- _Source extract_
---+---
Law enforcement must now obtain a search warrant before seeking people’s historical cell phone location information from their provider, according to a recent Court of Appeals ruling.
The case, United States v. Graham, surrounded the government obtaining two crime suspects’ cell phone location data from their phone providers under a simple court order, as opposed to a warrant based on probable cause. One of the case’s appellants, Aaron Graham, had 29,569 separate location data points turned over to authorities.
Graham and Eric Jordan were indicted for allegedly conducting a series of armed robberies in the Baltimore, Maryland area. The men challenged the district court’s admission of testimonial and documentary evidence relating to their cell site location information, however. The data covered 221 days worth of information for both men.
The Fourth Circuit Court of Appeals concluded that “the government’s warrantless procurement of the CSLI was an unreasonable search in violation of Appellants’ Fourth Amendment rights,” the court document stated.
The American Civil Liberties Union (ACLU), who filed an amicus brief on the case, wrote in a press release that the decision reached the opposite conclusion from the 5th and 11th Circuit Court of Appeals. In those rulings, the courts determined that the Fourth Amendment doesn’t protect cell phone location information from warrantless search.
Calling the recent opinion a “full-throated defense of Fourth Amendment privacy rights in the digital age,” Nathan Freed Wessler, staff attorney with the ACLU Speech, Privacy, and Technology Project said, “requiring a warrant for access to this information is an important protection against unjustified government intrusions.”
Greg Nojeim, senior counsel and director of the Freedom, Security, and Technology Project at the Center for Democracy and Technology, said in an emailed press release: “Of course the Fourth Amendment should apply to our location data. We take our cell phone with us everywhere and they can reveal the most private aspects of our lives – not only our daily routines, but also friendships, visits to medical clinics, and participation in protests.”
He added that the court’s decision was “right.”
The case is set to possibly advance to the U.S. Supreme Court.
---+---
- _Supplied information_
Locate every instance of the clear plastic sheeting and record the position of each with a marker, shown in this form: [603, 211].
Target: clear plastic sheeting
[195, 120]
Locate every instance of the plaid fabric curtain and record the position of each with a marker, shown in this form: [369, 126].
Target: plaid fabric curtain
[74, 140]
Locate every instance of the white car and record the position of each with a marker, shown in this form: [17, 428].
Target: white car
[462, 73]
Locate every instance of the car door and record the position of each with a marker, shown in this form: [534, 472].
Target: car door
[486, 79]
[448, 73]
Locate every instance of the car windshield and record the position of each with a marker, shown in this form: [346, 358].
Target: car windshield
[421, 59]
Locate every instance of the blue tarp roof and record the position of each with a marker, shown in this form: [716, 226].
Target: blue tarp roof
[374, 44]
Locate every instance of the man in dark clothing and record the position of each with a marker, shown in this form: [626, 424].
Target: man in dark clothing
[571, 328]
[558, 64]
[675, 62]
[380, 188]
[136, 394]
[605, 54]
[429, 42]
---+---
- _What you will do_
Duplicate the passage of the court ruling article running from "The Fourth Circuit" down to "court document stated.", with no changes. The listing has nothing to do with what you are asked to do here.

- _Reply to the task_
The Fourth Circuit Court of Appeals concluded that “the government’s warrantless procurement of the CSLI was an unreasonable search in violation of Appellants’ Fourth Amendment rights,” the court document stated.